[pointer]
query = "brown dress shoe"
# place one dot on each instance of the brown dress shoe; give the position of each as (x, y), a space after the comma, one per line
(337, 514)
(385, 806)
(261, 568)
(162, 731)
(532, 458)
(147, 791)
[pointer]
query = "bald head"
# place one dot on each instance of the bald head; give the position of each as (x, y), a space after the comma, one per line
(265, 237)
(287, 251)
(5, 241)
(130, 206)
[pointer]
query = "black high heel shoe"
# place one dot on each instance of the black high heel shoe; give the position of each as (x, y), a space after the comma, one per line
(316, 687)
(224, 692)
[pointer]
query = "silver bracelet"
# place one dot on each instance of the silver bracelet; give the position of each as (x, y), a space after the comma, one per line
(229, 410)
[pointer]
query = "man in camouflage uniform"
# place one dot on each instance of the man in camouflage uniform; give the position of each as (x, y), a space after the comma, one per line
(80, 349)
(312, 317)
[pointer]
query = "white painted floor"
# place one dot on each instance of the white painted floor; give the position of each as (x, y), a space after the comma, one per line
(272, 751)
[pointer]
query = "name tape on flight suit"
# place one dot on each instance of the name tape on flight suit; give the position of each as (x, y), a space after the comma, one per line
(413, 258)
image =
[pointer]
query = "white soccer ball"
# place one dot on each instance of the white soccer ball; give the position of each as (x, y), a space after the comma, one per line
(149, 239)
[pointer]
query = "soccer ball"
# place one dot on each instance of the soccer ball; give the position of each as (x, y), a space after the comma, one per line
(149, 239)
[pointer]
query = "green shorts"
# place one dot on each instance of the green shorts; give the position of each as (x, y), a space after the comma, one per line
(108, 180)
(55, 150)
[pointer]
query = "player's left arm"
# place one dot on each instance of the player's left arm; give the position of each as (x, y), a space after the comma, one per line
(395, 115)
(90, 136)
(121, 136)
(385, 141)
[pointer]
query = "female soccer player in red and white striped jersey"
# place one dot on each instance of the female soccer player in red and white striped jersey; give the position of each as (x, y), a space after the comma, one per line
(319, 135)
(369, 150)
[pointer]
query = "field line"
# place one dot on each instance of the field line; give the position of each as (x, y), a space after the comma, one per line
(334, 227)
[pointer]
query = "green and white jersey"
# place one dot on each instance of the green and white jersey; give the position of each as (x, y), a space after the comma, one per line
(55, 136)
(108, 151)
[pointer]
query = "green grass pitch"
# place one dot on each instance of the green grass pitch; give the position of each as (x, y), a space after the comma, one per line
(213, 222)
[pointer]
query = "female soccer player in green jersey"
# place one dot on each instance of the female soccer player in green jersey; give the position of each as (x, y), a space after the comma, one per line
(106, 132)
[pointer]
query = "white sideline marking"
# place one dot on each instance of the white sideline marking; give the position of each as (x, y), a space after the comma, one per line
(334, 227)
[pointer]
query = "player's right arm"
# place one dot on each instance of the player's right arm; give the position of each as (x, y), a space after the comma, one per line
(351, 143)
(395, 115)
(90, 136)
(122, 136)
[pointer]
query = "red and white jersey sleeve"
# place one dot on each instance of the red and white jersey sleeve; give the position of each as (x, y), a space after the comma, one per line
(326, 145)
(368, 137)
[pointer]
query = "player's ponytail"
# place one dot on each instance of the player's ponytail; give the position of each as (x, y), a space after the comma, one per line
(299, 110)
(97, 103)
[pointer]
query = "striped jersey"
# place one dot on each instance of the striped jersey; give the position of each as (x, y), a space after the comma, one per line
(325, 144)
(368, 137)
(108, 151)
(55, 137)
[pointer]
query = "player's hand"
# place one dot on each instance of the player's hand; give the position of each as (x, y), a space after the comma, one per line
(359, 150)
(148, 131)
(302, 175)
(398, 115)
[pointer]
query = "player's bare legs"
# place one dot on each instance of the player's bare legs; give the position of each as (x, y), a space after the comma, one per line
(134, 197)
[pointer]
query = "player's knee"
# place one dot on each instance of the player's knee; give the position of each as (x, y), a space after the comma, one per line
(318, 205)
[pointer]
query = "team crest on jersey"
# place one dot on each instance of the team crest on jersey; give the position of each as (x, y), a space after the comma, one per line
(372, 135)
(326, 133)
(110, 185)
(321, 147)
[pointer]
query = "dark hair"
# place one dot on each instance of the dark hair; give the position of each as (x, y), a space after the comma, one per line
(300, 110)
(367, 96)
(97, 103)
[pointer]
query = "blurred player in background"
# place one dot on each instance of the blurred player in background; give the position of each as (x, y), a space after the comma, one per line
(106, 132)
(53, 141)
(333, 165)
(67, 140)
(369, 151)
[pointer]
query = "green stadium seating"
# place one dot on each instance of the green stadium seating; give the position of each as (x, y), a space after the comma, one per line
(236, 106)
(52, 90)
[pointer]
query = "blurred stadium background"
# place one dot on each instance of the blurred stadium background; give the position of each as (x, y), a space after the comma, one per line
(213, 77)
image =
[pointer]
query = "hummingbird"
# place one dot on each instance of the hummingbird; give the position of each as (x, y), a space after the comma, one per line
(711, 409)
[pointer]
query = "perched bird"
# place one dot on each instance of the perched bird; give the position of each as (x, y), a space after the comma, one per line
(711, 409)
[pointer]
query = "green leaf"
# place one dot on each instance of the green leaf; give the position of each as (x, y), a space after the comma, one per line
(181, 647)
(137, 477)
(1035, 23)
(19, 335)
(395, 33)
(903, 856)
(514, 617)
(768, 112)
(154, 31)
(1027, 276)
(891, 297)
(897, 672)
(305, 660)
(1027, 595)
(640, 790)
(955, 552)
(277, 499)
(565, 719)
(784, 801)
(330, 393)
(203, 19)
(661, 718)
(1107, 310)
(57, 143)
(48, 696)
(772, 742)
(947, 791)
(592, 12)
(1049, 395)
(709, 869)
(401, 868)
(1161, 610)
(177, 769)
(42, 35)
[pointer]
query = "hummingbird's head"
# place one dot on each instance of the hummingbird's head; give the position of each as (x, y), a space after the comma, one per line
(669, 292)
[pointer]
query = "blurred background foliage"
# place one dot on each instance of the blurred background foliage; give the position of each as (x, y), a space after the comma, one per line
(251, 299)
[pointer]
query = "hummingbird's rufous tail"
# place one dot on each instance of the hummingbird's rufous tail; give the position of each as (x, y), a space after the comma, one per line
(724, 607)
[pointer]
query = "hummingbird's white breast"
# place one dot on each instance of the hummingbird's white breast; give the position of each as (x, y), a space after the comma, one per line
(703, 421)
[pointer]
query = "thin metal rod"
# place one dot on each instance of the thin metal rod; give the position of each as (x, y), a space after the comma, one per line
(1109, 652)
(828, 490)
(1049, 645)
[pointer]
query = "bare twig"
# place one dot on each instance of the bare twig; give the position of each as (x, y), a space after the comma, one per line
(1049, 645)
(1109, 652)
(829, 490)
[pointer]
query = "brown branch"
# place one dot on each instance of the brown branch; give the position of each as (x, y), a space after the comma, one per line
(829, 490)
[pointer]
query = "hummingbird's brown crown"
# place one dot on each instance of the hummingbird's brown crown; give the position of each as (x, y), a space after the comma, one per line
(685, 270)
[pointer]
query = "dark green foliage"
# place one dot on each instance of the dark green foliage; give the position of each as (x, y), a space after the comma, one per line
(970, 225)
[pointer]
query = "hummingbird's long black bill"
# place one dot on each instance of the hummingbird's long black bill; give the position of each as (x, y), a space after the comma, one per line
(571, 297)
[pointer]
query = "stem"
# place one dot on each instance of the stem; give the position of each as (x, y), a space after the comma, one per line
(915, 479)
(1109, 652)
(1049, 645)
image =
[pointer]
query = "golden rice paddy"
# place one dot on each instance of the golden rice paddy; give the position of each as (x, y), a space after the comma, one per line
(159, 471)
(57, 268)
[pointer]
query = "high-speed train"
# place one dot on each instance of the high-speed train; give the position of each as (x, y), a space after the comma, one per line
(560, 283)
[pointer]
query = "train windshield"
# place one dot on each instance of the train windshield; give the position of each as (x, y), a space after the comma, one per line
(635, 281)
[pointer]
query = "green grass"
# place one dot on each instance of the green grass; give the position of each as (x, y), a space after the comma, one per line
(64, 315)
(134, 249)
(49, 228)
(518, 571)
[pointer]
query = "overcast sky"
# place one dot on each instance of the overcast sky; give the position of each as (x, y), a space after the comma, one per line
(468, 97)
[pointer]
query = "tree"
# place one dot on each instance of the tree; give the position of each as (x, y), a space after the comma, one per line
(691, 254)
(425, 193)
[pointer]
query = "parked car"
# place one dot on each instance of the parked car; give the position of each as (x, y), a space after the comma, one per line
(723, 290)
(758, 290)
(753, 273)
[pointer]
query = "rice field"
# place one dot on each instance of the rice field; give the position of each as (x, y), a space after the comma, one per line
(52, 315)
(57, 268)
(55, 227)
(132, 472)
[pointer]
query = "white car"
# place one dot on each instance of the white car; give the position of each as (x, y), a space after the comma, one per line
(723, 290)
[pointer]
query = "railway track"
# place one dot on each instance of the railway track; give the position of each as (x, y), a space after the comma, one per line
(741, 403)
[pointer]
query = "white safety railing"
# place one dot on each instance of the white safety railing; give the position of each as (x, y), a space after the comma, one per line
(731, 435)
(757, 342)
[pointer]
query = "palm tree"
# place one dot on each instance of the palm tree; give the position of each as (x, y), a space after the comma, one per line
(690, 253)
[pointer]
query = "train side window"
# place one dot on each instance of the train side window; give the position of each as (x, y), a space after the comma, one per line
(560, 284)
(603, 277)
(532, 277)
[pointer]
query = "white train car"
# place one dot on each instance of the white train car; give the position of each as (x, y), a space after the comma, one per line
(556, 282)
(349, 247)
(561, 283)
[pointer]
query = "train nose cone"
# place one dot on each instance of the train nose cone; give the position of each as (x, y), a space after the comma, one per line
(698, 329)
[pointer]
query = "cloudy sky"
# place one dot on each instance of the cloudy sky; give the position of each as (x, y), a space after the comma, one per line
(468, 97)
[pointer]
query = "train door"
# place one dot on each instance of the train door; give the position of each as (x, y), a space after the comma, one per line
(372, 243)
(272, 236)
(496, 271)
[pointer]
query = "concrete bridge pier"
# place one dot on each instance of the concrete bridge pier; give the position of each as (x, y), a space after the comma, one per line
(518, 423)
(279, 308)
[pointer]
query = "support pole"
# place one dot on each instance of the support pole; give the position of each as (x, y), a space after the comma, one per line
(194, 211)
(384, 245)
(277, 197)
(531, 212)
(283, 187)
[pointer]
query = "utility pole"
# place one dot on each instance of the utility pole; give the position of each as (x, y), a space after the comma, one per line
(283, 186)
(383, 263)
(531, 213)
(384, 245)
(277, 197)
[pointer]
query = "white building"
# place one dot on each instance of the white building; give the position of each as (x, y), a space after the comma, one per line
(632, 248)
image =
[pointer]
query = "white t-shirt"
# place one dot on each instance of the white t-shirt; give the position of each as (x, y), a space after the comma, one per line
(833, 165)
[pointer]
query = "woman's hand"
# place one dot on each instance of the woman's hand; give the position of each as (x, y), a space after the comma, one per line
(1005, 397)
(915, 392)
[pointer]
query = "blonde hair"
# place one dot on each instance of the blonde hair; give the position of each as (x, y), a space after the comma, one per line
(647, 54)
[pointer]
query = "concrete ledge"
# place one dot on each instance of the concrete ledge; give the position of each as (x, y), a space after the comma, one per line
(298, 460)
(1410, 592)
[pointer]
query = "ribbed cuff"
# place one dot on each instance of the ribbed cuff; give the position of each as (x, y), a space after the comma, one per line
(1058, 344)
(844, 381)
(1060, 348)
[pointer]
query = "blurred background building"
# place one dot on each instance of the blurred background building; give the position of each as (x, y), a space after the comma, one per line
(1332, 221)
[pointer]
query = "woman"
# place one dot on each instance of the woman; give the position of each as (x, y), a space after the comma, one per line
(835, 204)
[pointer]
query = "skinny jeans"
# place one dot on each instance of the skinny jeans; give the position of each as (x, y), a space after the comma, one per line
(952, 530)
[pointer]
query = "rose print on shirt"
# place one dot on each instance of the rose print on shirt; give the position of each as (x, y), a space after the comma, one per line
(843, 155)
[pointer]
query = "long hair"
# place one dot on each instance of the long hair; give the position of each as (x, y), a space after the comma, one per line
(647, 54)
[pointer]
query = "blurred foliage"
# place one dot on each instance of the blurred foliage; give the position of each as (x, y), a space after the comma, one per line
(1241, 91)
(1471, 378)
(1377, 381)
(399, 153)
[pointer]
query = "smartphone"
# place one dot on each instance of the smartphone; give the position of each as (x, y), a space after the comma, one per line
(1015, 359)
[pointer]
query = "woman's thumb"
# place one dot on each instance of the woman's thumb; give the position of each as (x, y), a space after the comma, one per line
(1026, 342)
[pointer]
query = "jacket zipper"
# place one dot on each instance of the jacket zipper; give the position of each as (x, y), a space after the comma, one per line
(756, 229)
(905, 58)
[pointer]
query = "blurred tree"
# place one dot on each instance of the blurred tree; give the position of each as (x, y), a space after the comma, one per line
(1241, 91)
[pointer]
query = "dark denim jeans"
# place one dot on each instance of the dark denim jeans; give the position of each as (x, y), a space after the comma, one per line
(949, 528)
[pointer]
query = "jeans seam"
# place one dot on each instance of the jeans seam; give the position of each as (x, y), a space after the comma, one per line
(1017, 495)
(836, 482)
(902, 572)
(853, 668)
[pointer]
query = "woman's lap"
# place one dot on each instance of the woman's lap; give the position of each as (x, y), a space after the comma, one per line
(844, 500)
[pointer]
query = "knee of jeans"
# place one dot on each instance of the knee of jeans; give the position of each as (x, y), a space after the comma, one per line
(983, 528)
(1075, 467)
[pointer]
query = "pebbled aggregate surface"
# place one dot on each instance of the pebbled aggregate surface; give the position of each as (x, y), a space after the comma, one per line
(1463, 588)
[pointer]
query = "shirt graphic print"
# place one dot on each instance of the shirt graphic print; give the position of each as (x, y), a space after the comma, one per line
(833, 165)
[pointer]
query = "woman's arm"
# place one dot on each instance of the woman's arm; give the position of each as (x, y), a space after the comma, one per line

- Directive -
Pull out every line of the data above that contains the word "rose" and copy each one unchanged.

- Output below -
query = "rose print on shirt"
# place one dot on each instance of the rose print on shirt; give the position of each as (x, y), a space after the comma, one per line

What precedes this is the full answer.